**Work instruction:** Starting at the line with "Could you please locate the grassy", retype each line exactly up to and including the final line of the records below.

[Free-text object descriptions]
<<<<

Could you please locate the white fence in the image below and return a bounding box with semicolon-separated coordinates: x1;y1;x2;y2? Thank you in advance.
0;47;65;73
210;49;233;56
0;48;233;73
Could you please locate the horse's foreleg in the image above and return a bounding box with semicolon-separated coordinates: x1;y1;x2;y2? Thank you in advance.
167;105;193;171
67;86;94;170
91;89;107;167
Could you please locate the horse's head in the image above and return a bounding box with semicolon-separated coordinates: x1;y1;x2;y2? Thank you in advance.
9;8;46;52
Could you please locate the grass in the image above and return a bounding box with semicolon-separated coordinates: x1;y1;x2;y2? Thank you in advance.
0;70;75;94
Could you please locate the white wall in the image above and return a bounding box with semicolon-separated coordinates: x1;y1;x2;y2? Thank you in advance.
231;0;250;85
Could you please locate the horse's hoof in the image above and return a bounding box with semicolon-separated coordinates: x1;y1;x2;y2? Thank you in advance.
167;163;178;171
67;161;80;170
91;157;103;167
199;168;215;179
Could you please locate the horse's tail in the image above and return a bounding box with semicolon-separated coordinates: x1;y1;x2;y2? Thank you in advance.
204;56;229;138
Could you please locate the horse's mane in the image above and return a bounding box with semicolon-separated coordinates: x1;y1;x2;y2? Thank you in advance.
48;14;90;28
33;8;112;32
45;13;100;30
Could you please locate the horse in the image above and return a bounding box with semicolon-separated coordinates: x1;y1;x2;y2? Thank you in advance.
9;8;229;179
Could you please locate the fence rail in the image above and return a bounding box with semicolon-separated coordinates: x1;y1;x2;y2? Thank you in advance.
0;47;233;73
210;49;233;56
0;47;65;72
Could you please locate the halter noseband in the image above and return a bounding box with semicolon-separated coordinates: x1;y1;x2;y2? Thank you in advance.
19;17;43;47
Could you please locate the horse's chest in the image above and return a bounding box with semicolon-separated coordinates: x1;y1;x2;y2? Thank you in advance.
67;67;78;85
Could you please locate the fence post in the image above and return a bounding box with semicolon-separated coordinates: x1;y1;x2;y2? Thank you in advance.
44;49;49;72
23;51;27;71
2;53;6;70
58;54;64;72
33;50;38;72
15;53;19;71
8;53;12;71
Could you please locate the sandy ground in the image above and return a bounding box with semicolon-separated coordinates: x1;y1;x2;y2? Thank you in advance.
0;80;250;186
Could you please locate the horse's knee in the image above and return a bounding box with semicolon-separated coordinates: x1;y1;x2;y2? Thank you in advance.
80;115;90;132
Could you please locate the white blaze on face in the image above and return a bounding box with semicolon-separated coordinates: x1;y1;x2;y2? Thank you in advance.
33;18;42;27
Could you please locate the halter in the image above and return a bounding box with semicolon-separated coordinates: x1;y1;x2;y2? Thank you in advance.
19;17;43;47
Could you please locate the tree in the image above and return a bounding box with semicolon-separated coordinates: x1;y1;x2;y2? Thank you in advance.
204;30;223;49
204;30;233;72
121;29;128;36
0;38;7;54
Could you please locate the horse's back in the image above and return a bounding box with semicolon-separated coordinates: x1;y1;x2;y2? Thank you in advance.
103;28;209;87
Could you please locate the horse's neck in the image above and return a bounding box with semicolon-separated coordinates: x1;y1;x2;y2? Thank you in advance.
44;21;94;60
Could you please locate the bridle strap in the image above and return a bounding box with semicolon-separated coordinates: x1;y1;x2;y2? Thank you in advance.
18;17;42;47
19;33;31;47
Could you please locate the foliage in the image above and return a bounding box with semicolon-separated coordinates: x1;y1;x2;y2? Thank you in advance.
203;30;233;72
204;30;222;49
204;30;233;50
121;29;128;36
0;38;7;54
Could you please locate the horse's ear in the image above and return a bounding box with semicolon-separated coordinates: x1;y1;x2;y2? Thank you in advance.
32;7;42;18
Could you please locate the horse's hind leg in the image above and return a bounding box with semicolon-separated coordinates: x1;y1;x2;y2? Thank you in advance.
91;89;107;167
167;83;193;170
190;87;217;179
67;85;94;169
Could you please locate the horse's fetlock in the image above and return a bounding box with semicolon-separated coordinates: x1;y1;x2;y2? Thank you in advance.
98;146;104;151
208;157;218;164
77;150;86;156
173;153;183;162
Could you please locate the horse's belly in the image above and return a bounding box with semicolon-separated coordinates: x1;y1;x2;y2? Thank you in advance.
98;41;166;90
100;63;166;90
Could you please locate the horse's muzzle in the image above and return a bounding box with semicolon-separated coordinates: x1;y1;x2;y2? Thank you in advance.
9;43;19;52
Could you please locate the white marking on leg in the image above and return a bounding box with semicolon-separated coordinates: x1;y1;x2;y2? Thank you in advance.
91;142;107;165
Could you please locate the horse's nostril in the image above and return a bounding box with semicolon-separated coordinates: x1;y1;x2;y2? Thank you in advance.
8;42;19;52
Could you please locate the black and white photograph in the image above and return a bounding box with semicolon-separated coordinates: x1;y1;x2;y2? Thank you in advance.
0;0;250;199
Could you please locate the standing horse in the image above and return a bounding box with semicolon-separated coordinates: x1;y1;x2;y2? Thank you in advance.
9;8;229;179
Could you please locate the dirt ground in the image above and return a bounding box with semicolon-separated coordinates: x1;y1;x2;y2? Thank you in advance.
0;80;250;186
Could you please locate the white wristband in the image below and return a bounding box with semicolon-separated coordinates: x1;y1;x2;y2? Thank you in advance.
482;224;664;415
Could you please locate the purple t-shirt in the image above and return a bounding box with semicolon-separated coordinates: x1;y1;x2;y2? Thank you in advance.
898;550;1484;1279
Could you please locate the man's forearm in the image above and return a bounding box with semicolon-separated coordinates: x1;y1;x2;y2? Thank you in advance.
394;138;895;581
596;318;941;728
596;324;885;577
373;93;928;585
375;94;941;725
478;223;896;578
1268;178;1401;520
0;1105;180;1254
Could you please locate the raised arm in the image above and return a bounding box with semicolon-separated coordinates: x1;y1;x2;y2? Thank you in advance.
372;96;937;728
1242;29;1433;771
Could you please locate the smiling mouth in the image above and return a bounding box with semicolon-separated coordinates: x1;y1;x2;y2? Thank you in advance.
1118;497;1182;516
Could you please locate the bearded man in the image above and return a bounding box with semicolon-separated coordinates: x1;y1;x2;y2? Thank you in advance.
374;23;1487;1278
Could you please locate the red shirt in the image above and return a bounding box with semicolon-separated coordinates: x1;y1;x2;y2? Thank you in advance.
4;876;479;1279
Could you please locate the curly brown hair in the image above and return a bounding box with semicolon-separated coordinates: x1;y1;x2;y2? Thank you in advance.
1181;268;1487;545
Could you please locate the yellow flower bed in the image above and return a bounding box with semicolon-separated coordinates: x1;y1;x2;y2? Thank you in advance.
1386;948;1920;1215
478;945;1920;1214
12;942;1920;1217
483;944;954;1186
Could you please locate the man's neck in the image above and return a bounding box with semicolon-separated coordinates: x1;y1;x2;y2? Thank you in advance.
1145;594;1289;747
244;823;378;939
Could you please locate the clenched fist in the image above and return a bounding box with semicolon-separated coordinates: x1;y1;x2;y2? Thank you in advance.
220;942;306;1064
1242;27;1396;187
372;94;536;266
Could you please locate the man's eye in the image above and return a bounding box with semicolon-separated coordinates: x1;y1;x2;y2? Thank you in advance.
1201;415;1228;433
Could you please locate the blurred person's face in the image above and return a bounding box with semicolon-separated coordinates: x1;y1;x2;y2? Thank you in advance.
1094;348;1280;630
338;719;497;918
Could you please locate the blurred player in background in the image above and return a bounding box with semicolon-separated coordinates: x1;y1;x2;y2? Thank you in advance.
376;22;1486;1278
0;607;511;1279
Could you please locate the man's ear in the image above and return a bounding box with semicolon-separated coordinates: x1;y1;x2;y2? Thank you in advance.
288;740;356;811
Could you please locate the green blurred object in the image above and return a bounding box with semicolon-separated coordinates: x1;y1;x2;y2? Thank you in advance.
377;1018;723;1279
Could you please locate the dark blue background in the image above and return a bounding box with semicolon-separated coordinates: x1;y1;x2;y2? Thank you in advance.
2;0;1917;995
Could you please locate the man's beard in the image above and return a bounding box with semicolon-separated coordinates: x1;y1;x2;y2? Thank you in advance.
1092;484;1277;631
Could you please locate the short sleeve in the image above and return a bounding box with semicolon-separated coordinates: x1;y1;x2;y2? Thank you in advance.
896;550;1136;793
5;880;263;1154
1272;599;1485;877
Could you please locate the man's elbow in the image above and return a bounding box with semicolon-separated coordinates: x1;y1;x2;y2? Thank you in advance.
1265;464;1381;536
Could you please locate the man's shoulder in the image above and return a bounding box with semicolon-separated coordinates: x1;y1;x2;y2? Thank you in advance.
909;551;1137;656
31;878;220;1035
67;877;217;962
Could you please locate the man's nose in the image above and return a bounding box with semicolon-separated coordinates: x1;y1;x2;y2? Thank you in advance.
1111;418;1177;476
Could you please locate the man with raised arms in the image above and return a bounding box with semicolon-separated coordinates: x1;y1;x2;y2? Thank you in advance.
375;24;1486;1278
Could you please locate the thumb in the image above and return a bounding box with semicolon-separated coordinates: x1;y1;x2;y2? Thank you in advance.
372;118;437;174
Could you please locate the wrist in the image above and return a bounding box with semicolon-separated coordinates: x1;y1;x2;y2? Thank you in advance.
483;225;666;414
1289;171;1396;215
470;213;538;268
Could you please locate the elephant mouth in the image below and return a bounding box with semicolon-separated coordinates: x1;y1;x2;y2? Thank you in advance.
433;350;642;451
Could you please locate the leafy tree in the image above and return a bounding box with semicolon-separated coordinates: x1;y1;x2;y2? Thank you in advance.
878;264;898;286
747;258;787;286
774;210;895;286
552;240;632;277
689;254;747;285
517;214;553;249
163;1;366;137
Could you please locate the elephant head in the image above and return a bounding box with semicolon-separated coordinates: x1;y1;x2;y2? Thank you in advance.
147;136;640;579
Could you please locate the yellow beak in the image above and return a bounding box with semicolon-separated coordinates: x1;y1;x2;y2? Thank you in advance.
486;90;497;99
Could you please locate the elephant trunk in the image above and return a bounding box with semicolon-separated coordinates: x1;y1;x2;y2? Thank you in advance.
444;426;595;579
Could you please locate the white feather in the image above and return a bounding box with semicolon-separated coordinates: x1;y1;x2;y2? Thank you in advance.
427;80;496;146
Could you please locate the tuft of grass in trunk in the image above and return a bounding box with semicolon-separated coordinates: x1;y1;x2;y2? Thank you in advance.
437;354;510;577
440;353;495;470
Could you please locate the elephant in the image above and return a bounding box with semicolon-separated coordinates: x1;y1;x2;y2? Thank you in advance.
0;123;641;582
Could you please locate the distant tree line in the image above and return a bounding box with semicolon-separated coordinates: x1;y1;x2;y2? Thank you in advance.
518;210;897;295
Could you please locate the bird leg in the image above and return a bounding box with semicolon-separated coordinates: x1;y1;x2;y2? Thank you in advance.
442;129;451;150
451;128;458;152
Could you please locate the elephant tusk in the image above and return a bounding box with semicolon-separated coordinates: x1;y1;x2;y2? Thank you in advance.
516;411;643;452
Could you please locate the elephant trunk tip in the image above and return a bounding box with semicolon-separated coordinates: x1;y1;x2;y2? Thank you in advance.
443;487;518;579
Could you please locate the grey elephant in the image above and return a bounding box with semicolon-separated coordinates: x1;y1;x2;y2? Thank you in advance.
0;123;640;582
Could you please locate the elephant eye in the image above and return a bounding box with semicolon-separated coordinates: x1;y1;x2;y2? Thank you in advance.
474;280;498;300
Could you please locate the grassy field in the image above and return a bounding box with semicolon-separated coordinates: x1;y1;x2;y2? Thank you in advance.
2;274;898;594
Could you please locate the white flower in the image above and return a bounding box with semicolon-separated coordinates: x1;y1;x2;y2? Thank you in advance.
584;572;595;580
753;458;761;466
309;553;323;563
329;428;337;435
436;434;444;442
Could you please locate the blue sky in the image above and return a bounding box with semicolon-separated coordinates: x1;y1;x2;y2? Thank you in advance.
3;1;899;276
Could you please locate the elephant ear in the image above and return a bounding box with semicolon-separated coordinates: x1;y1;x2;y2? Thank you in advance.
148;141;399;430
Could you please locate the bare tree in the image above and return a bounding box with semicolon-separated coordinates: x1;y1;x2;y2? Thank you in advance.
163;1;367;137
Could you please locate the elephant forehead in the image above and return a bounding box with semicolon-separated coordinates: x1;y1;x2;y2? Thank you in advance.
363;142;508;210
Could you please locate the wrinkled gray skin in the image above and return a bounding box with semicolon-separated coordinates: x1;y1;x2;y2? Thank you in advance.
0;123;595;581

>>>>

**Exercise output:**
Could you please locate the grassy field in the image above and return a bounding box with semicolon-separated coordinates: x1;y1;x2;y2? Thank you in advance.
2;274;898;594
Could you please locate the white flower in the image above and return a bounding box with semicolon-separated coordinates: x1;y1;x2;y2? Thank you in advance.
584;572;595;580
753;458;761;466
309;553;323;563
329;428;337;435
436;434;444;442
Could you please locate the blue sky in the image above and return a bounding box with semicolon-separated coordinates: x1;y1;x2;y2? Thank you in advance.
3;1;899;276
Could you please locate the elephant ear in the image above and return a bounding box with semicolon-separated coordinates: x1;y1;x2;y2? Thank you in advance.
148;141;399;430
Could you please locate the bare tree in the image above and return a bounding box with semicolon-separated coordinates: x1;y1;x2;y2? Thank you in advance.
163;1;367;137
Could you please locate the elephant forehead in the image above and return a bounding box with semicolon-separated coordinates: x1;y1;x2;y2? Thank you in advance.
363;142;508;210
Could you please locate the wrinkled gray skin in the image above and return a bounding box with semicolon-separated coordinates: x1;y1;x2;y2? Thank you in advance.
0;123;595;581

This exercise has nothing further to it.